* TASK TO CARRY OUT *
Update the data from its start through the line containing "[417,646,591,749]" by replacing "shaker" with "mixer", leaving everything else unchanged. Omit the images from your answer.

(Image box annotation data)
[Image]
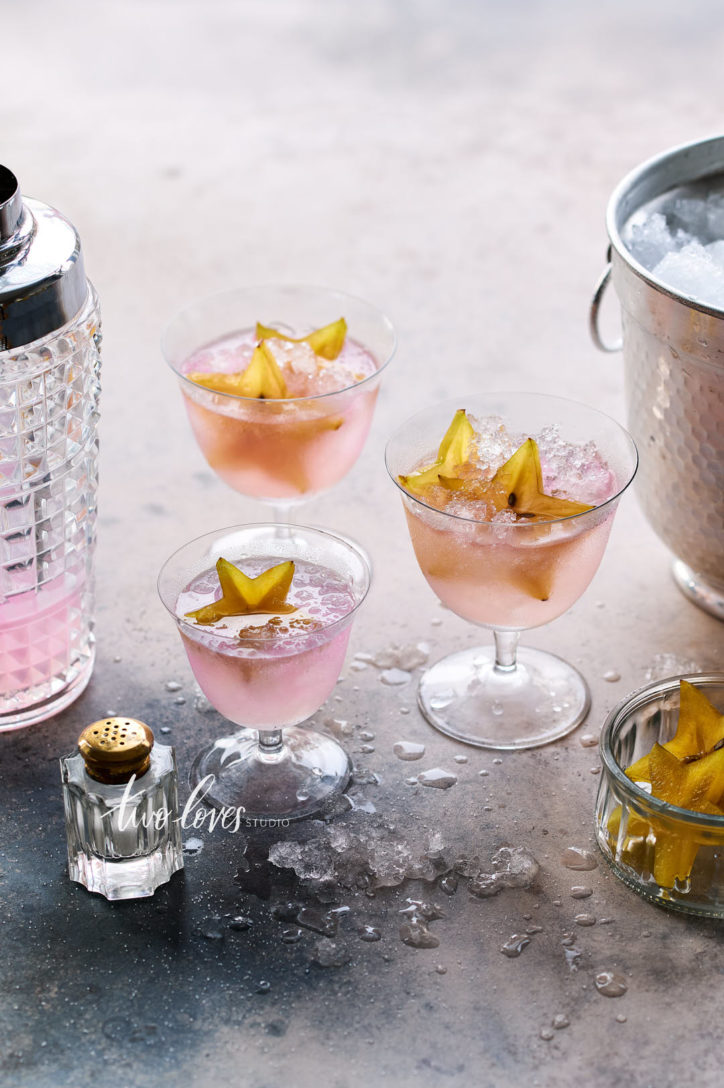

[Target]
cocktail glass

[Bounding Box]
[161,286,395,520]
[158,523,371,819]
[386,393,638,749]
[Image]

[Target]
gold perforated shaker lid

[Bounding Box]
[78,718,154,783]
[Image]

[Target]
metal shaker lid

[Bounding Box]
[0,165,88,350]
[78,718,154,783]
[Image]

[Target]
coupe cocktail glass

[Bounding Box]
[158,523,371,819]
[161,286,395,520]
[386,393,638,749]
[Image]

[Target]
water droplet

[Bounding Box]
[380,669,413,688]
[229,914,254,932]
[392,741,425,762]
[439,873,457,895]
[561,846,599,871]
[357,926,382,942]
[400,922,440,949]
[561,941,582,972]
[430,688,455,710]
[593,968,628,998]
[501,934,530,960]
[417,767,457,790]
[282,926,304,944]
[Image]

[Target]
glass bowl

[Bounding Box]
[596,673,724,918]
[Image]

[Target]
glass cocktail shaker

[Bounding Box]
[0,166,100,731]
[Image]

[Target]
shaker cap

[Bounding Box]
[0,165,88,350]
[78,718,154,784]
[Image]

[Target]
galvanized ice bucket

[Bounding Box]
[590,136,724,619]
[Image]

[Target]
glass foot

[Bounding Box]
[189,726,352,821]
[672,559,724,620]
[417,646,591,749]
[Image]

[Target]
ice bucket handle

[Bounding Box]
[588,248,624,351]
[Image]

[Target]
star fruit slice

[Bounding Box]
[398,408,475,491]
[649,744,724,888]
[186,341,287,400]
[256,318,347,359]
[488,438,593,521]
[189,558,297,623]
[626,680,724,793]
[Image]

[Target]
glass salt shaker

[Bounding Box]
[60,718,184,899]
[0,166,100,731]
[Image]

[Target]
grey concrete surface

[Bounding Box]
[0,0,724,1088]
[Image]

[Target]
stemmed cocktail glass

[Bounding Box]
[386,393,638,749]
[158,523,371,819]
[161,286,395,520]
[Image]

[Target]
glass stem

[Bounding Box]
[493,631,520,672]
[259,729,284,759]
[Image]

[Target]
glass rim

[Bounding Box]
[161,283,397,405]
[156,521,372,646]
[384,390,639,532]
[599,672,724,830]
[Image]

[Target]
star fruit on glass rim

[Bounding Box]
[184,341,289,400]
[256,318,347,360]
[184,558,297,623]
[400,408,593,521]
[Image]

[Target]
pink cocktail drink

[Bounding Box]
[176,557,355,729]
[405,420,619,630]
[386,393,637,749]
[159,523,370,819]
[181,330,380,498]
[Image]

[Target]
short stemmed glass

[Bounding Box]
[161,285,395,520]
[386,393,638,749]
[158,523,371,819]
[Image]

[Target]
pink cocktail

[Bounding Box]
[162,287,394,507]
[388,394,637,749]
[159,524,370,819]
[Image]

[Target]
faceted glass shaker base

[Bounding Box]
[68,840,184,899]
[417,646,590,750]
[0,636,96,733]
[189,726,352,820]
[672,559,724,620]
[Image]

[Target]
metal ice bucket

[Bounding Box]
[590,136,724,619]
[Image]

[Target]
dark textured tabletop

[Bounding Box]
[0,0,724,1088]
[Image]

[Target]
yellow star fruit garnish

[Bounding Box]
[186,341,287,399]
[189,558,297,623]
[256,318,347,359]
[400,408,475,491]
[608,680,724,888]
[626,680,724,782]
[488,438,593,521]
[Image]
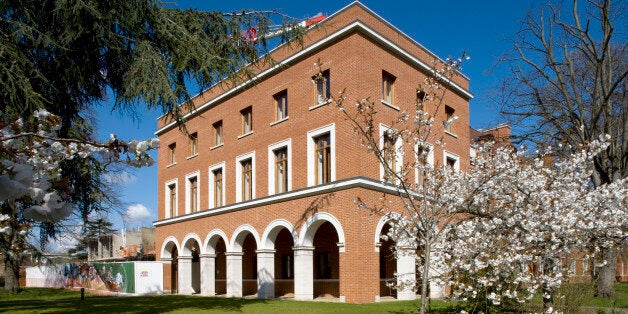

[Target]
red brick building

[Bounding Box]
[155,2,472,302]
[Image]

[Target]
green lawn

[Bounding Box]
[0,288,452,314]
[0,283,628,314]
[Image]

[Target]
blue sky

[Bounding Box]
[96,0,541,228]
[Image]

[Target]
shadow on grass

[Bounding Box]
[0,295,267,314]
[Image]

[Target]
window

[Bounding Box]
[242,159,253,201]
[185,171,200,214]
[212,168,222,207]
[213,120,222,146]
[281,254,294,279]
[235,152,255,202]
[273,90,288,121]
[240,107,253,134]
[168,184,177,217]
[168,143,177,165]
[382,71,395,105]
[165,179,177,218]
[275,147,288,193]
[416,90,427,111]
[443,151,460,170]
[188,177,198,213]
[443,106,458,133]
[379,124,403,182]
[312,70,331,105]
[314,133,331,184]
[383,132,397,181]
[414,143,434,184]
[307,124,336,186]
[208,162,225,208]
[268,139,292,195]
[190,132,198,156]
[316,252,331,279]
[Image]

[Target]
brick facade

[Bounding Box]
[155,2,471,303]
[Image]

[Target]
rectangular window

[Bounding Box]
[416,90,427,111]
[383,131,397,181]
[213,168,222,207]
[273,90,288,121]
[275,147,288,193]
[316,252,331,279]
[168,184,177,217]
[446,157,457,169]
[168,143,177,165]
[443,151,460,170]
[188,177,198,213]
[213,120,222,146]
[240,107,253,134]
[164,179,178,218]
[443,106,456,133]
[382,71,396,105]
[314,133,331,184]
[190,132,198,156]
[312,70,331,105]
[241,159,253,201]
[281,254,294,279]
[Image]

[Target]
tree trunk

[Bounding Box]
[421,237,432,314]
[4,253,21,293]
[595,248,617,298]
[543,284,554,313]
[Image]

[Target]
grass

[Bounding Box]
[583,282,628,309]
[0,283,628,314]
[0,288,453,314]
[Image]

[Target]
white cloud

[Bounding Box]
[123,204,153,225]
[102,171,137,185]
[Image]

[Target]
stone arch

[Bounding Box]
[260,219,299,250]
[160,236,179,259]
[203,229,229,254]
[229,224,260,252]
[180,233,204,256]
[297,212,345,252]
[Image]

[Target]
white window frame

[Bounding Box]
[236,151,257,202]
[379,123,403,181]
[185,170,201,214]
[164,179,179,218]
[414,143,434,184]
[307,123,337,186]
[207,161,226,209]
[443,150,460,171]
[268,139,292,195]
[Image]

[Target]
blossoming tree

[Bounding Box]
[438,141,628,312]
[335,52,628,313]
[0,109,159,290]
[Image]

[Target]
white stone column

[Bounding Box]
[225,252,244,297]
[177,256,193,294]
[255,250,275,299]
[397,246,416,300]
[293,246,314,300]
[159,257,177,294]
[200,254,216,295]
[429,249,445,299]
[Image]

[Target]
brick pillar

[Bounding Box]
[293,246,314,300]
[200,254,216,295]
[397,246,416,300]
[255,250,275,299]
[225,252,244,297]
[177,256,194,294]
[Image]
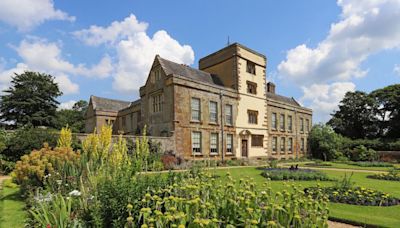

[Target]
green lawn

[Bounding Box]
[210,167,400,227]
[290,162,400,171]
[0,187,26,228]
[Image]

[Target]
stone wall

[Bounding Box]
[74,133,176,152]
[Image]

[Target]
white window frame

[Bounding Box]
[226,134,233,154]
[192,131,202,155]
[210,132,219,155]
[225,104,233,125]
[190,97,201,121]
[209,101,218,123]
[271,112,278,130]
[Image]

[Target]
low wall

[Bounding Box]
[377,151,400,162]
[73,133,175,152]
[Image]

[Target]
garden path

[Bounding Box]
[328,221,359,228]
[0,176,11,189]
[281,164,386,173]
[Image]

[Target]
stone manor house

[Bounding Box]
[86,43,312,159]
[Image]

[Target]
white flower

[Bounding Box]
[68,190,82,196]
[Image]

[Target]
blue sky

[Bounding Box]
[0,0,400,122]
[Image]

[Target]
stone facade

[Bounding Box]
[86,43,312,159]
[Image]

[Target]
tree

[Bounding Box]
[308,124,343,161]
[55,100,88,132]
[0,71,62,127]
[370,84,400,138]
[327,91,379,139]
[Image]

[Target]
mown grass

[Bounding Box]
[210,168,400,227]
[0,186,26,228]
[299,162,400,171]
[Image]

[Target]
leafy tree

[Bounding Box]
[327,91,378,139]
[55,100,88,132]
[0,71,62,126]
[370,84,400,138]
[309,124,343,161]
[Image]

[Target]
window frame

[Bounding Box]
[210,132,219,155]
[225,104,233,126]
[225,134,233,154]
[247,110,258,125]
[271,136,278,154]
[191,131,202,155]
[300,117,304,132]
[251,135,264,147]
[287,137,293,154]
[190,97,201,122]
[246,60,256,75]
[279,137,286,154]
[287,115,293,131]
[246,81,257,95]
[279,113,286,131]
[271,112,278,130]
[208,101,218,123]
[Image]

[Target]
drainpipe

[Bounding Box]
[219,90,225,163]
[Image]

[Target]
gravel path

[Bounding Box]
[328,221,359,228]
[281,165,387,173]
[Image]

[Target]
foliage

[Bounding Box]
[367,169,400,181]
[328,84,400,139]
[127,174,328,227]
[370,84,400,138]
[29,191,82,228]
[161,154,178,170]
[261,168,334,181]
[346,161,393,167]
[309,124,343,161]
[344,145,378,161]
[306,187,400,206]
[328,91,375,139]
[55,100,88,132]
[13,144,80,192]
[304,160,332,167]
[0,71,62,126]
[2,128,57,162]
[57,126,72,148]
[304,174,400,206]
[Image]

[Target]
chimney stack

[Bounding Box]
[267,82,275,93]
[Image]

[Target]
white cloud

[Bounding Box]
[393,64,400,75]
[16,38,112,78]
[73,15,194,93]
[0,0,75,31]
[278,0,400,85]
[58,100,76,110]
[54,73,79,94]
[0,63,28,94]
[73,14,148,46]
[0,38,113,94]
[300,82,356,122]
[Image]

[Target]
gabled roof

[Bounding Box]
[266,92,301,107]
[90,95,131,112]
[156,55,224,86]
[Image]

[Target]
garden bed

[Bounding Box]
[304,186,400,206]
[367,169,400,181]
[261,168,335,181]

* REPLY *
[Image]

[Target]
cocktail glass

[Bounding Box]
[161,286,395,520]
[158,523,371,819]
[386,393,638,749]
[Image]

[Target]
gold perforated mixer lid

[Bounding Box]
[78,718,154,783]
[Image]

[Target]
metal mixer lid

[Bounding Box]
[0,165,88,350]
[78,718,154,783]
[Image]

[Target]
coupe cocktail glass

[Bounding Box]
[158,523,371,819]
[161,286,395,520]
[386,393,638,749]
[Image]

[Target]
water droplet

[Bounding Box]
[380,669,413,688]
[229,914,254,932]
[392,741,425,762]
[439,873,457,895]
[561,846,599,871]
[357,926,382,942]
[400,922,440,949]
[561,941,582,972]
[430,688,455,710]
[593,968,628,998]
[501,934,530,960]
[417,767,457,790]
[282,926,304,944]
[Image]

[Target]
glass bowl

[Bounding Box]
[596,673,724,918]
[Image]

[Target]
glass cocktail mixer

[Bounding Box]
[0,166,100,731]
[Image]

[Target]
mixer cap

[Bounding Box]
[0,165,88,350]
[78,718,154,784]
[Image]

[Target]
galvanized ice bucket

[Bounding Box]
[590,136,724,619]
[Image]

[Target]
glass foot

[Bounding Box]
[189,726,352,821]
[672,559,724,620]
[417,646,591,749]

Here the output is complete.